REQUIRED ACTION A
Using the passage on hoarding and fire safety, decide whether each statement agrees with it. Answer yes or no for each, and quote the words from the passage that settle it. (i) McLaughlin says his department tries not to use the word "hoarder." (ii) Caron says she reaches out to the person's neighbors after a suspected hoarder comes to the emergency room. (iii) According to McLaughlin, floors in these homes can collapse sooner because sprayed water weighs down piles of paper.
REQUIRED ACTION B
Extend the passage on hoarding and fire safety, picking up right after its final sentence.

[PROVIDED PASSAGE — start]

These conditions also can work in reverse, with Caron noting she has been called to emergency rooms several times when a suspected hoarder comes in to treat a fall sustained at home. At that point, Caron said she reaches out to the person’s doctors, psychiatrists, and family, “So I can create a team that can really go in and help someone.”

“A lot of times, we’ll have hoarders in town, and we don’t know about them,” agreed Stow Fire Chief Michael McLaughlin, also sitting on the panel. It’s when safety personnel answer a call for a fire or other emergency at the home that the situation is unveiled.  McLaughlin said, “When you talk about cleaning up or getting rid of the stuff, they get very defensive about it. We try not to use the word ‘hoarder’ – we talk public safety.” McLaughlin remarked that this is when a team from the Board of Health, the Police, and the Council on Aging (if the person is older) will try to work together to turn things around.

“It’s a mammoth fire hazard,” said McLaughlin. “The floors can end up collapsing a lot sooner than in a normal house,” because the water sprayed weighs down the often-overwhelming amount of paper piles in the house. He said that, since 2010, there have been hoarder-related deaths reported in New York, California, and Connecticut.

[PROVIDED PASSAGE — finish]
[DATASET CONTENT — start]

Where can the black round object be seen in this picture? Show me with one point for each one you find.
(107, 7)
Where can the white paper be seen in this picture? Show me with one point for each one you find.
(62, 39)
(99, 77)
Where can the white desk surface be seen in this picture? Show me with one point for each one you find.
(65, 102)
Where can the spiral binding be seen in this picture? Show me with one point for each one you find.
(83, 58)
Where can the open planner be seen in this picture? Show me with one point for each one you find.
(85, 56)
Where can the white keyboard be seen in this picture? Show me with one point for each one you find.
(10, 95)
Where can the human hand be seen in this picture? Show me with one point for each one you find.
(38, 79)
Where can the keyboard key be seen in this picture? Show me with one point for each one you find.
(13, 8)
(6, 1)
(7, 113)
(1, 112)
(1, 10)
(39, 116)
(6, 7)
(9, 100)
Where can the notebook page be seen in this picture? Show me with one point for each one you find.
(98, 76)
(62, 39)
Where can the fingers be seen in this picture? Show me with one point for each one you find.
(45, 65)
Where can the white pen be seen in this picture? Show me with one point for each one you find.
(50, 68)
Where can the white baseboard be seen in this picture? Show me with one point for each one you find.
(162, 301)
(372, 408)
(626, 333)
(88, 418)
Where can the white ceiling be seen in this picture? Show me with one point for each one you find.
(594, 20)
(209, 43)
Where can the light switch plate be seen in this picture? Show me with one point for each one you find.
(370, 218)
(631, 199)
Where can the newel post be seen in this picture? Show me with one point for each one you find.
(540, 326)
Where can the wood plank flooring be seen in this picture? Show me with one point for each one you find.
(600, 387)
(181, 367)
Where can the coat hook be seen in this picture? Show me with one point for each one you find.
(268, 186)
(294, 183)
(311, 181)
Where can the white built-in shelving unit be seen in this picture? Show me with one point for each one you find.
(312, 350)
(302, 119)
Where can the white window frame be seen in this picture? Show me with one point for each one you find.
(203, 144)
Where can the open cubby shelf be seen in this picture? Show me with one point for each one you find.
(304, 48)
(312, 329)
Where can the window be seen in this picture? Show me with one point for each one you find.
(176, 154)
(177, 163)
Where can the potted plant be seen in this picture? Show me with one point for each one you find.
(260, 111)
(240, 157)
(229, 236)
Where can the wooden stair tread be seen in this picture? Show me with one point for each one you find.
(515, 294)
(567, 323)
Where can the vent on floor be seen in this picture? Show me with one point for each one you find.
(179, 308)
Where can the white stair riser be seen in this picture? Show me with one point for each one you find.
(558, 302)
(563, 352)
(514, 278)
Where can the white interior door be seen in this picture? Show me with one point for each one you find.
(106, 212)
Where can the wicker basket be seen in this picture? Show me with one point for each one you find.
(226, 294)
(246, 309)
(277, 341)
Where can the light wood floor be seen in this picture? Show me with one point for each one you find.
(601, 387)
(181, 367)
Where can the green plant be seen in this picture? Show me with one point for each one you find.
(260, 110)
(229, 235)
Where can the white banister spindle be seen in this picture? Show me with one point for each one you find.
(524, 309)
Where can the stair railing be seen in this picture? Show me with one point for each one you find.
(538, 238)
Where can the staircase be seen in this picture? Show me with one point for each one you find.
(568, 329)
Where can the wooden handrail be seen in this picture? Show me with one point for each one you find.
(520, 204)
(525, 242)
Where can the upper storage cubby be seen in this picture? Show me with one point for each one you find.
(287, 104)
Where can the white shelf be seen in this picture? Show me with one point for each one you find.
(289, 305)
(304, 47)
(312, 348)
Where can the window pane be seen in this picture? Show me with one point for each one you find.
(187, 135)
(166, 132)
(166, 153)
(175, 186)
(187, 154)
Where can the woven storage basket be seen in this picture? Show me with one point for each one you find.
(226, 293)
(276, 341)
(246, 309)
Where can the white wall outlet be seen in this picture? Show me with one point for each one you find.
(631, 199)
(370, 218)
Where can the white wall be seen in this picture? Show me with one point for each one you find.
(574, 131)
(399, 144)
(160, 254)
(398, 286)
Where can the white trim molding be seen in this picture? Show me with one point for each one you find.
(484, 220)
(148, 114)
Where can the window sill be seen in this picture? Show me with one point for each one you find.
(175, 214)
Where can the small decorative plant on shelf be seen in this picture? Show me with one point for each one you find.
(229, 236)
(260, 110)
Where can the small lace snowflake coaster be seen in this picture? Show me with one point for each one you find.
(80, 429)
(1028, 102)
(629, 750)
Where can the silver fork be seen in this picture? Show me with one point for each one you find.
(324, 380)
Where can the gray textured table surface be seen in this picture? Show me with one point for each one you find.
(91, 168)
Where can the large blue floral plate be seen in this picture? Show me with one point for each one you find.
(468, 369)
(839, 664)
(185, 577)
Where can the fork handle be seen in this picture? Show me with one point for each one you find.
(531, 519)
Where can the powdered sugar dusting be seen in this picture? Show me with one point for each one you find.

[DATASET CONTENT — finish]

WRITTEN REPLY A
(i) Yes: "We try not to use the word ‘hoarder’ – we talk public safety."
(ii) No: "she reaches out to the person’s doctors, psychiatrists, and family"
(iii) Yes: "The floors can end up collapsing a lot sooner than in a normal house," because the water sprayed weighs down the often-overwhelming amount of paper piles in the house."

WRITTEN REPLY B
Allen’s book offered a glimpse of where this unchecked hoarding can lead. She recalled a time when state welfare services seriously threatened to take Allen and her siblings from her parents. The case was dropped when neither she nor her siblings would testify against their parents. Years went by, Allen and her siblings moved out, the roof of the house eventually collapsed. After that, her parents moved on “to a different house, a different town. Their new house quickly became just as full of stuff as the old one ever was.”

Asked about her own housekeeping skills, Allen laughed and responded that her house is, indeed, an orderly place, but “normal” and so are the homes of her siblings. While their parents recently cleaned their yard when faced with paying  a town-imposed fine if they didn’t, the interior of the house remains the same.